*EXTRACTED TEXT*.
Band: The Flaming Lips
Album: The Soft Bulletin
Why Rolling Stone gets it right: No longer just an indie rock acid trip, the Flaming Lips put out a lush, heavily orchestrated album. Now a trio, the band doesn't wait to fuck around with kazoos or easy rhymes, but now simply created an atmospheric conception of reality on record that is basically perfect. The best album in a crowded field of 1999, "The Soft Bulletin" is beautiful.
Why Rolling Stone gets it wrong: This should, undoubtedly be on the list.
Best song: "Waitin' For A Superman" is likely the album's highlight, as it's the band's most introspective and conscious song. But, "Buggin'" is wonderfully fun, "The Spiderbite Song" has roots in the band's history and "The Spark That Bled" is almost operatic. And, of course, there's Wayne Coyne's beatboxing on "Feeling Yourself Disintegrate."
Worst song: This album is up there with the near-perfects.
Is it awesome?: Yes, yes. One thousand times yes.
I guess I could see a world where the Flaming Lips are considered middlebrow claptrap. They do straddle the line between being indie rock faves and AAA friends (mostly due to the music's use in commercials), but that line gets blurrier and blurrier by the day. I mean, who would've thought Explosions in the Sky would have a song in a Cadillac ad?

*SUPPLIED INFORMATION*.

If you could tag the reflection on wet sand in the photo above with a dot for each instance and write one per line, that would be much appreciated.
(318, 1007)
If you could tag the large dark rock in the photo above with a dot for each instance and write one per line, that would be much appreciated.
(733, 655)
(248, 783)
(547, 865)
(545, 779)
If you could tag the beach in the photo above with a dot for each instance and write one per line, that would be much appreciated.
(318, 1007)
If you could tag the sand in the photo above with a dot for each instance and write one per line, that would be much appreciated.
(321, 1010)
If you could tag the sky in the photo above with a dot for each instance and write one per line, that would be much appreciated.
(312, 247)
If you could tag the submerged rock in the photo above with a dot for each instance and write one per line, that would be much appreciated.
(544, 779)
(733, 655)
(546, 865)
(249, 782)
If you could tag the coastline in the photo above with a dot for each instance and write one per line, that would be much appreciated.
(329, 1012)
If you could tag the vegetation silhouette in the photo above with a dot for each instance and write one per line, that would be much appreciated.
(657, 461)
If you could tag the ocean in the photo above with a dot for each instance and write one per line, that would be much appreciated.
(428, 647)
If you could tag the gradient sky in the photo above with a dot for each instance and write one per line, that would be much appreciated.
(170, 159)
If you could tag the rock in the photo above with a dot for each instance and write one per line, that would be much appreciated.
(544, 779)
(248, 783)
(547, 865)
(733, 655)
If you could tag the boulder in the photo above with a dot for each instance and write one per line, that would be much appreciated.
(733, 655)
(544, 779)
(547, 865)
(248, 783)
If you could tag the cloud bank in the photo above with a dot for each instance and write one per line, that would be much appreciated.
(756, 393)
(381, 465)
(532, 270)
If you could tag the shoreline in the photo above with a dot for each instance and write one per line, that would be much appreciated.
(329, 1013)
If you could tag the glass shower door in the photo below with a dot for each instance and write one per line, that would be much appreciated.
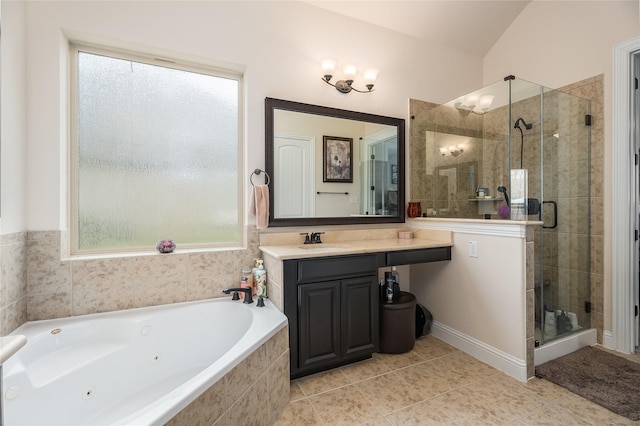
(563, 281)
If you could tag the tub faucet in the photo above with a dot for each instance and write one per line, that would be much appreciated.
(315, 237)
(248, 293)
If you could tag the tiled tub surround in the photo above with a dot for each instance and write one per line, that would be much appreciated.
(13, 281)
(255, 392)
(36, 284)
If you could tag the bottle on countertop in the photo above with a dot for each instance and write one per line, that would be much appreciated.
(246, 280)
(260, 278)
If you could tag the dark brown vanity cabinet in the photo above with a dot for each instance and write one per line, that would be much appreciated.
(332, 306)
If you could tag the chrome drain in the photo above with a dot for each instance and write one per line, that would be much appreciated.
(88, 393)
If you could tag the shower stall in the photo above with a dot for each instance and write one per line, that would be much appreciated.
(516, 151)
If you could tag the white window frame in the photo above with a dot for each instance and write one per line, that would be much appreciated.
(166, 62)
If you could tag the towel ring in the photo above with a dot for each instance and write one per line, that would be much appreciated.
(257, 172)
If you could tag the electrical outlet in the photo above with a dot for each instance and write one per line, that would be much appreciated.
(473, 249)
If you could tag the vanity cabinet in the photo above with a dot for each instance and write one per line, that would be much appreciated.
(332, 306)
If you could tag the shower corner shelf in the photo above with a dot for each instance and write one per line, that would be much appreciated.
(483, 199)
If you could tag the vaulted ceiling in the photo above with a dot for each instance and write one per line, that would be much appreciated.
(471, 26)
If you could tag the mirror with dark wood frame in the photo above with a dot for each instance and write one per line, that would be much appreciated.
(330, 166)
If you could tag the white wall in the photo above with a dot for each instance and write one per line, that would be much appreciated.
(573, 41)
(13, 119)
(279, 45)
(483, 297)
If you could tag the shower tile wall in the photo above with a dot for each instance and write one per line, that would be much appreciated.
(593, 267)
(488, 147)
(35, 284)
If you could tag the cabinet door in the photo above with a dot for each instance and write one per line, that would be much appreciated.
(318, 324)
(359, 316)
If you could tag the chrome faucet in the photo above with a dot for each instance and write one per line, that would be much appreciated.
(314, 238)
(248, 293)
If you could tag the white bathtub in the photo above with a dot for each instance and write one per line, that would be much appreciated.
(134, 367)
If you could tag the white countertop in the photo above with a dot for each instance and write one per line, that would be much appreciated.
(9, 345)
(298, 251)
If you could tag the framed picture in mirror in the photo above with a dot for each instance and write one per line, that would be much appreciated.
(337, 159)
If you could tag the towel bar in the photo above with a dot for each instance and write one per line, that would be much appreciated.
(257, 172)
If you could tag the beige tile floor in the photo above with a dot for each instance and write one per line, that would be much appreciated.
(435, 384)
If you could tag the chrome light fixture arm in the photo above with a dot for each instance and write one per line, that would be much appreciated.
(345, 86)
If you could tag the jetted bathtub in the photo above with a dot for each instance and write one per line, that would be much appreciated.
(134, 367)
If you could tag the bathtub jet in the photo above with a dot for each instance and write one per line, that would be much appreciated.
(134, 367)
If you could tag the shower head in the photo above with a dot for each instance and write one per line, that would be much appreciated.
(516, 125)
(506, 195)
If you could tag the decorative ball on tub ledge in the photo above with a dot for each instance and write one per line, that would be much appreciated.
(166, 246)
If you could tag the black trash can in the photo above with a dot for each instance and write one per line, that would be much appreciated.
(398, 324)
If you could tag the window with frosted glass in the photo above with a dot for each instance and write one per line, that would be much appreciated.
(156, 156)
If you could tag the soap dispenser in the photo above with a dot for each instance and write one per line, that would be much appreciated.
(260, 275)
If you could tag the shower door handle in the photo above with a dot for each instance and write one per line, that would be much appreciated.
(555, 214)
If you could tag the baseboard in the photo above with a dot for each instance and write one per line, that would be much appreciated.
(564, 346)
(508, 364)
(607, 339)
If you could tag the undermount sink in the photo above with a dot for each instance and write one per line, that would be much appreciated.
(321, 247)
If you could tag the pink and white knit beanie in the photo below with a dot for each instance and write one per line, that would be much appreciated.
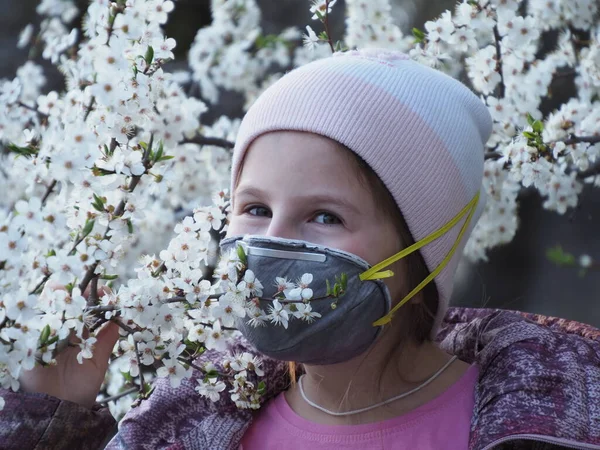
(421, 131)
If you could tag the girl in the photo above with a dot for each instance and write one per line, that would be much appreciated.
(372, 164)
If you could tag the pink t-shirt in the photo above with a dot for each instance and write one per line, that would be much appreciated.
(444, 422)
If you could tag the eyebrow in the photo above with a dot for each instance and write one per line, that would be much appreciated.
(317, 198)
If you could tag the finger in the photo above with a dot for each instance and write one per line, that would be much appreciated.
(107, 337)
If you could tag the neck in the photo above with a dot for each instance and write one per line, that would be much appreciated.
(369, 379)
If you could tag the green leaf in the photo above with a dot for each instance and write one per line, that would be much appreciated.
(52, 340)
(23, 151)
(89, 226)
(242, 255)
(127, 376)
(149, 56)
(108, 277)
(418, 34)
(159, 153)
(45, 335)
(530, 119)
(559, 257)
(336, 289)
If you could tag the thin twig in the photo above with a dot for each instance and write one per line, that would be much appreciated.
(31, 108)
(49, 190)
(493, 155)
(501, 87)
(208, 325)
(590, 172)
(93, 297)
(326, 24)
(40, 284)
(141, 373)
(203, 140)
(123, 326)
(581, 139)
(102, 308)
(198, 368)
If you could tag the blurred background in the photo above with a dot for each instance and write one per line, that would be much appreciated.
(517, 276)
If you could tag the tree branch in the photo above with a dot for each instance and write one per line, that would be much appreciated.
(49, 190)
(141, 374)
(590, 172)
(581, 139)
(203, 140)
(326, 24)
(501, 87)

*WHAT TO WORK ON*.
**A)** Answer these questions from the review of The Soft Bulletin:
(i) In what year's crowded field does the review call it the best album?
(ii) Whose beatboxing does the review mention, and on which song?
(iii) According to the review, what is the main reason the Flaming Lips are AAA friends?
**B)** Please reproduce the stretch of the review of The Soft Bulletin from "Why Rolling Stone gets it wrong: This" through "a Cadillac ad?", word for word.
The listing has no connection to the review of The Soft Bulletin.

*TASK-BY-TASK OUTPUTS*.
**A)**
(i) 1999
(ii) Wayne Coyne's, on "Feeling Yourself Disintegrate."
(iii) The music's use in commercials

**B)**
Why Rolling Stone gets it wrong: This should, undoubtedly be on the list.
Best song: "Waitin' For A Superman" is likely the album's highlight, as it's the band's most introspective and conscious song. But, "Buggin'" is wonderfully fun, "The Spiderbite Song" has roots in the band's history and "The Spark That Bled" is almost operatic. And, of course, there's Wayne Coyne's beatboxing on "Feeling Yourself Disintegrate."
Worst song: This album is up there with the near-perfects.
Is it awesome?: Yes, yes. One thousand times yes.
I guess I could see a world where the Flaming Lips are considered middlebrow claptrap. They do straddle the line between being indie rock faves and AAA friends (mostly due to the music's use in commercials), but that line gets blurrier and blurrier by the day. I mean, who would've thought Explosions in the Sky would have a song in a Cadillac ad?